• **DESCRIPTION OF THE TASK**
In the GST article below, within what period was the Commissioner of Commercial Taxes directed to pass orders in the Coimbatore Corporation Contractors Welfare Association case?

• **READING PASSAGE**
+++++
Dr. Sanjiv Agarwal
Goods and Services Tax (GST), introduced from July 1, 2017 is almost six months old now but has resulted in operational and implementation disruptions affecting all stakeholders. GST law, as drafted and legislated, is not free from the interpretational hassles. GST Council his however, making regular changes to fix the anomalies and hardships faced by taxpayers.
Taxpayers have started challenging various provisions of GST laws and rules framed there under. High courts have taken a liberal stand so far in view of the fact that law is new and is yet evolving. However, CBEC may move to supreme court where the verdict is against the Government.
Here are few more judicial pronouncements for information and guidance of various stakeholders. It is expected that the litigation is bound to go up as time passes by.
1. In Coimbatore Corporation Contractors Welfare Association v. State of Tamil Nadu and others (2017) 10 TMI 783 ( Madras),where the assessee was engaged in works contract and it pleaded for the agreements which were executed prior to 01.07.2017 that GST cannot be imposed and only 2% VAT is applicable, Court directed to the Commissioner of Commercial taxes to consider the representation given by the assessee and pass orders within a period of four weeks from the date of receipt of a copy of the High Court. The writ petition was allowed by way of remand.
+++++
• **SOURCE EXCERPT**
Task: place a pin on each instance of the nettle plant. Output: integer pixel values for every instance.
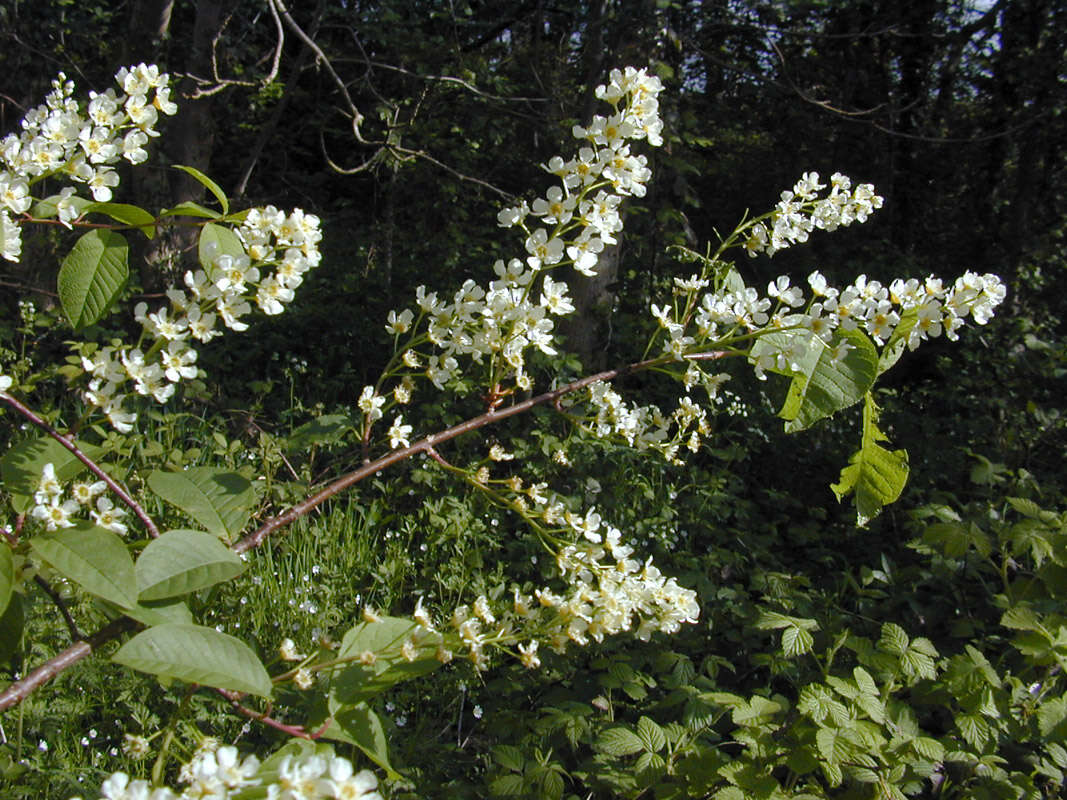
+++++
• **SOLVED EXERCISE**
Within four weeks from the date of receipt of a copy of the High Court's order.